[Données d'annotation d'images]
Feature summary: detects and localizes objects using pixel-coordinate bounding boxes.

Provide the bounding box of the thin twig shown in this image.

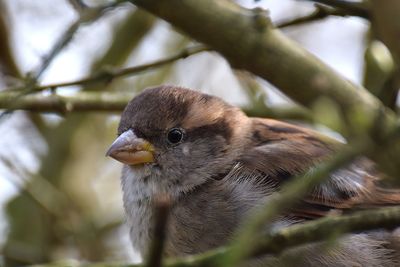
[3,45,210,95]
[28,3,118,82]
[306,0,371,19]
[31,207,400,267]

▶ _Consigne_: Peux-tu modifier les items ci-dessus en remplaçant « thin twig » par « dry branch », sans rien changer d'autre, puis les redonner sans l'image ?

▶ _Réponse_:
Feature summary: detects and localizes objects using pixel-coordinate bounding boxes.

Provide the bounding box of the dry branch shown in this image.

[3,45,210,95]
[28,3,118,82]
[306,0,371,19]
[31,207,400,267]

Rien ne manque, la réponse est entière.